Start Materials provided
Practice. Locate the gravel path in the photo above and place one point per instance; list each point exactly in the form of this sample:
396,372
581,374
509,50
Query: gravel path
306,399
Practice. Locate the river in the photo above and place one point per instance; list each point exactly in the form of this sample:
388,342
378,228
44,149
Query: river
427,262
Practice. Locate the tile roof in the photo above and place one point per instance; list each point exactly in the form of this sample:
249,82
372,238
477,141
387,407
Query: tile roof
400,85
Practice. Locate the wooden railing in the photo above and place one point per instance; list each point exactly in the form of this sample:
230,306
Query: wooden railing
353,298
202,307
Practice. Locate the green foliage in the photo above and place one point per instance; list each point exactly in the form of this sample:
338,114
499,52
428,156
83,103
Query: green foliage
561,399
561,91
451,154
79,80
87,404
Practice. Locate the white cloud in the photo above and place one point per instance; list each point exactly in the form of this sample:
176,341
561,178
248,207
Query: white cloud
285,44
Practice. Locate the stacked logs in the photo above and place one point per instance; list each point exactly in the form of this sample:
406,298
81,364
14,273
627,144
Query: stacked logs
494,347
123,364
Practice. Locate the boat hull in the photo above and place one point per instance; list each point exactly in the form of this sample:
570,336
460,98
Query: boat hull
End Materials provided
Reproduce every line of the records above, swapping "one point per instance" for "a single point per instance" wherever it occurs and leaving everything else unchanged.

Practice. Locate the gravel path in the photo above and place a single point per instance; list each point exactly in the form of this sample:
396,372
581,374
509,50
Query: gravel path
306,399
Practice. Locate the river in the photo above and place a single point per instance; list each point exactly in the form of this sample:
388,342
378,228
44,149
Query: river
427,262
Practice. Locate the tile roof in the photo above and place a single point per instance; list each point exactly in the form of this sample:
249,82
372,238
477,141
387,407
Query: tile roof
400,85
Practice. Locate the wooden railing in the photo above and place a single point per instance; list each point exactly in the form of this sample:
230,306
Query: wooden railing
353,298
202,307
Practice. Locate the green foliage in the photo above and place a single point per instance; list each point exactly in the form of this sample:
338,114
499,52
428,156
83,103
Query: green foliage
561,399
561,91
451,154
79,80
87,404
Practice. Locate the white cloud in the photo above and place a single point per instance; list each point exactly in the form of this sample:
176,341
561,178
248,207
Query: white cloud
285,44
Practice. Locate the stacked logs in the photo above and place a single point per instance; list each point exactly in the form of this sample:
406,298
81,364
14,273
627,144
Query: stacked logs
494,347
123,364
Practice. Locate the boat hull in the photo above and place a single point per instance; list each point exactly in the form of this sample:
570,336
460,98
Query: boat hull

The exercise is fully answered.